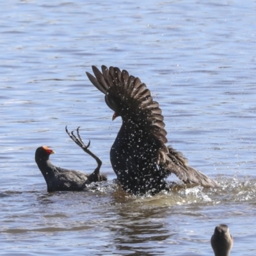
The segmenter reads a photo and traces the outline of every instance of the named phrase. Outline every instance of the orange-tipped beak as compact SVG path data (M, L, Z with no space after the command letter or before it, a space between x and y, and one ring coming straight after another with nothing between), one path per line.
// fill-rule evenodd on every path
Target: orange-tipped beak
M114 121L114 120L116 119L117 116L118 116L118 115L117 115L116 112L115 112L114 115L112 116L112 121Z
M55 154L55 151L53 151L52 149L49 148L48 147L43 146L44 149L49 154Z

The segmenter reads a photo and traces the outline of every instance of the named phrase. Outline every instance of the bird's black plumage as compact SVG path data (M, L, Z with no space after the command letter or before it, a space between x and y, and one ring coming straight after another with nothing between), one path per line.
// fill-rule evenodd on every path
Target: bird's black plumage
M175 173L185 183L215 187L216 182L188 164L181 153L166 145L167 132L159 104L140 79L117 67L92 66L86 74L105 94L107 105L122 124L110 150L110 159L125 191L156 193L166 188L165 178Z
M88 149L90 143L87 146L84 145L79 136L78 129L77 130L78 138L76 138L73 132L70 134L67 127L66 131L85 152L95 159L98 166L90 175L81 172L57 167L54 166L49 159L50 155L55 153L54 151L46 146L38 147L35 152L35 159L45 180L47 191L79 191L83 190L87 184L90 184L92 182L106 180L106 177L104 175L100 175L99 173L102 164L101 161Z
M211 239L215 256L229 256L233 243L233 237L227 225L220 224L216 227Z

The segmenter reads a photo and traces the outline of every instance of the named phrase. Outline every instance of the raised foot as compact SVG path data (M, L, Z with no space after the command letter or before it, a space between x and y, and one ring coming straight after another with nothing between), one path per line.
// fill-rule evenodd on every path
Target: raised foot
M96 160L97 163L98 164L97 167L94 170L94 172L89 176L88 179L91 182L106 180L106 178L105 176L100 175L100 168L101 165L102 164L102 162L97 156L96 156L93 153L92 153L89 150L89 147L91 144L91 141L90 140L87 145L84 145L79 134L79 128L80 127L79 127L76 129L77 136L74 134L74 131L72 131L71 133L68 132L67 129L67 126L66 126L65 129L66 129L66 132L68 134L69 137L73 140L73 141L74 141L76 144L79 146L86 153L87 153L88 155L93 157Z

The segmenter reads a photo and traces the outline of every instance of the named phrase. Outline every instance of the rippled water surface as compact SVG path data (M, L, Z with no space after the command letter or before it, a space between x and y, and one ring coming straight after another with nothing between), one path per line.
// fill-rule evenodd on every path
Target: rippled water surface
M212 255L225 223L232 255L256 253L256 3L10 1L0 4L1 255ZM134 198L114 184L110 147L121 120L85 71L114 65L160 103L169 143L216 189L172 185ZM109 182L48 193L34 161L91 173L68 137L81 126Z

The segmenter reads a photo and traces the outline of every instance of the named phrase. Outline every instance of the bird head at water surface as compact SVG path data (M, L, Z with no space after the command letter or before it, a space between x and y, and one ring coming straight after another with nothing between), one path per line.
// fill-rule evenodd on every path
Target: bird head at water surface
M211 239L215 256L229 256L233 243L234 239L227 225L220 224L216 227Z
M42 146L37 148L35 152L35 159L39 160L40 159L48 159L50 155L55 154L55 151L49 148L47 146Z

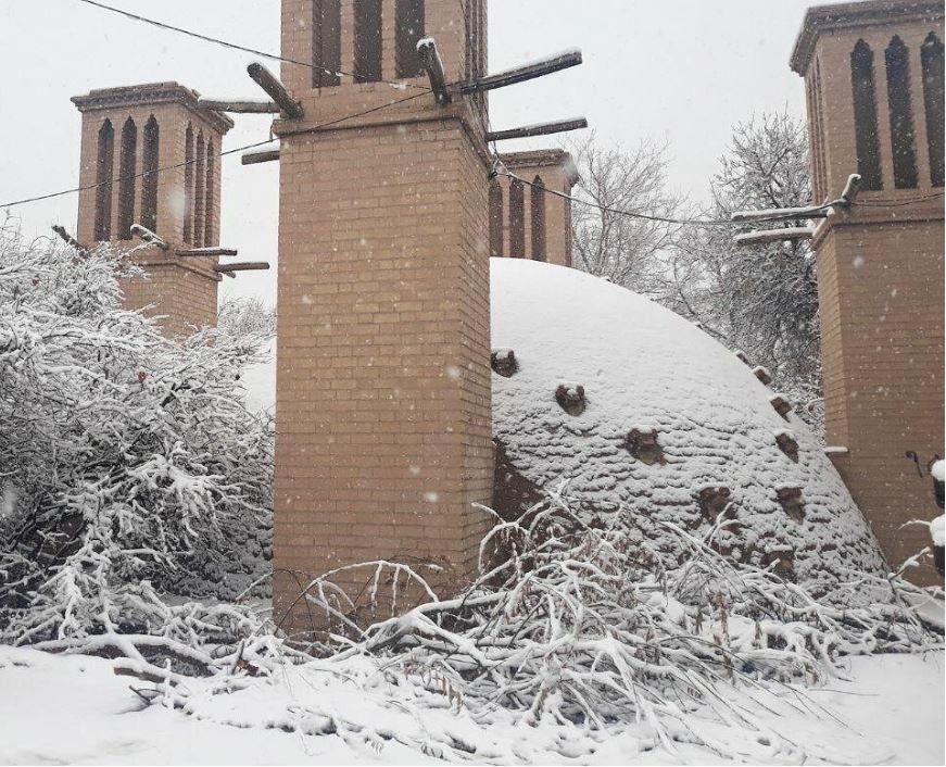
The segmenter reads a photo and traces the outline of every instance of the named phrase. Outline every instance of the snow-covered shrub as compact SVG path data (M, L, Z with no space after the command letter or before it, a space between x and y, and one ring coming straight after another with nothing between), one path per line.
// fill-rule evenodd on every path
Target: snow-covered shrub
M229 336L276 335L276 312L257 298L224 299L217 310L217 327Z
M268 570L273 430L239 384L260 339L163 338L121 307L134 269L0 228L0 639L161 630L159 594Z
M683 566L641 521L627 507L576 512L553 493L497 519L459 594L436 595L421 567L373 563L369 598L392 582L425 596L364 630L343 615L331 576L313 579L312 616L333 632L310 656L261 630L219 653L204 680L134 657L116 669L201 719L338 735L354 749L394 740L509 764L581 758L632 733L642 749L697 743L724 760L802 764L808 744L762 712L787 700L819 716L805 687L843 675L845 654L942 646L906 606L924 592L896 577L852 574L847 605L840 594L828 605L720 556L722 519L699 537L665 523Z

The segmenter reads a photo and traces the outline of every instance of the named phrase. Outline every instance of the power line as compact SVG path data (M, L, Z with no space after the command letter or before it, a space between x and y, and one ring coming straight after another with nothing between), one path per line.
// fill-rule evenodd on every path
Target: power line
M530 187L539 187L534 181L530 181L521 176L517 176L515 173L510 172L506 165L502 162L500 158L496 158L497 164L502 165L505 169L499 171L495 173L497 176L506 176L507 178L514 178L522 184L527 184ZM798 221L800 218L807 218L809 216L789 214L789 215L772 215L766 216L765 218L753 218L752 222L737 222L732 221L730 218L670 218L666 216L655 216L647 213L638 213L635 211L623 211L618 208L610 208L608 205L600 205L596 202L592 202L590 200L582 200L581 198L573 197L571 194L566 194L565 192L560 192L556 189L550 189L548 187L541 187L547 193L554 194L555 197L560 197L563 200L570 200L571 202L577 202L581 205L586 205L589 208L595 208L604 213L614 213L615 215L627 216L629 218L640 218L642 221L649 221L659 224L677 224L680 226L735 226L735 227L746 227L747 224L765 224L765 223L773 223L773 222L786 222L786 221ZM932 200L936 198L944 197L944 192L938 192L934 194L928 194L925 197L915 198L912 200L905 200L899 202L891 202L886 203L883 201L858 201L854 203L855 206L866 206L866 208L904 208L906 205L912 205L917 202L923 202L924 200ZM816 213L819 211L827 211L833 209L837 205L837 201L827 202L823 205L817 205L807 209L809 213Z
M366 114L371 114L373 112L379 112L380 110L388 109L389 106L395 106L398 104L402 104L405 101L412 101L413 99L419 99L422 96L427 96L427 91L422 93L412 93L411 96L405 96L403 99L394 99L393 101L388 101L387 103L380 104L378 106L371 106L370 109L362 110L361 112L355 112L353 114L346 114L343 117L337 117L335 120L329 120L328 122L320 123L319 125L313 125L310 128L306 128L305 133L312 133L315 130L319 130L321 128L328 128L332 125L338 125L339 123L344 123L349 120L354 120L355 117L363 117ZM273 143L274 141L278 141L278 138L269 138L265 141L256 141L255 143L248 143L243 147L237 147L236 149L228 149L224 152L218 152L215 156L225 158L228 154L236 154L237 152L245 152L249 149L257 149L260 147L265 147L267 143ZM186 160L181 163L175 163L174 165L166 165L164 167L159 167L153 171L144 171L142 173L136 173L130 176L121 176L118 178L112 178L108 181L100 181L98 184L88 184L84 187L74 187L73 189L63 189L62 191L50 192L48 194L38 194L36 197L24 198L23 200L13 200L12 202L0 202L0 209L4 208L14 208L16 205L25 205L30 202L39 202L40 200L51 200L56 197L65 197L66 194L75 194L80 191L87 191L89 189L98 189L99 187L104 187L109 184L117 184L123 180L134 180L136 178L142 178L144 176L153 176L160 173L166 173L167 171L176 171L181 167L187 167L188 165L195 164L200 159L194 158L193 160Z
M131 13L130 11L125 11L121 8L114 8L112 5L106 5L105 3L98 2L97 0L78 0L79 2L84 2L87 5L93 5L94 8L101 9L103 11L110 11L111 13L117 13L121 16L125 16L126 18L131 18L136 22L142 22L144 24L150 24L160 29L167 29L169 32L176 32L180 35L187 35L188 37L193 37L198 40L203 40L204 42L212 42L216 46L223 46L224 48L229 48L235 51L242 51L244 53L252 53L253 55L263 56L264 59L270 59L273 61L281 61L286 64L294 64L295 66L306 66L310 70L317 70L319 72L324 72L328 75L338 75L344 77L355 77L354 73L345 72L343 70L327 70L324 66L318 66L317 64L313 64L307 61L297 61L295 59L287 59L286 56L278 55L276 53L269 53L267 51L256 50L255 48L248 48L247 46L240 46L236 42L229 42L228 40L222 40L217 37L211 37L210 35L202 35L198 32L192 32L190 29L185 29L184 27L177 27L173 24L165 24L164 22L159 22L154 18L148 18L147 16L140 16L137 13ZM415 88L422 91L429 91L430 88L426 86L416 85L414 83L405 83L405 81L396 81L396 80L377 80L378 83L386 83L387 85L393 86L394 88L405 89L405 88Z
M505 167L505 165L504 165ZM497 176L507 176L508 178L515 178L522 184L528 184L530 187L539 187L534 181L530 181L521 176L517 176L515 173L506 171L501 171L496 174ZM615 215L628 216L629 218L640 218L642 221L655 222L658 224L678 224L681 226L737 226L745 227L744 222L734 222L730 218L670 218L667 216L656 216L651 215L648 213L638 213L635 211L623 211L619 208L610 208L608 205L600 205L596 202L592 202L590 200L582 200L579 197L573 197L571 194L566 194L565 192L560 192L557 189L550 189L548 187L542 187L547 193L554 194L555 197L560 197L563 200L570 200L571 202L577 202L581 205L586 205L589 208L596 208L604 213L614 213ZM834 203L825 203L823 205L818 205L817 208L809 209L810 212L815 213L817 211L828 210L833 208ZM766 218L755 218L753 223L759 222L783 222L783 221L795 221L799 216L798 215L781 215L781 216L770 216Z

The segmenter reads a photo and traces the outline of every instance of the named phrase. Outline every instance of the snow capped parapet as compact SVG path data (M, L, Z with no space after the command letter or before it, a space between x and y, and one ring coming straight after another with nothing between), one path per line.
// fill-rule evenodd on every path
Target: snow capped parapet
========================================
Task statement: Your answer should consist only of the lines from the one with "the snow capped" through the end of the data above, reproduced exactly.

Result of this task:
The segmenter reads a photo and traces the outline of every instance of the named phrase. Outline every instance of the snow capped parapet as compact SVG path data (M, L, Z with no space after the command letter or before it, a space between x and y, and one ring coming straight after another with nothing between), one path per line.
// fill-rule evenodd on every path
Target: snow capped parapet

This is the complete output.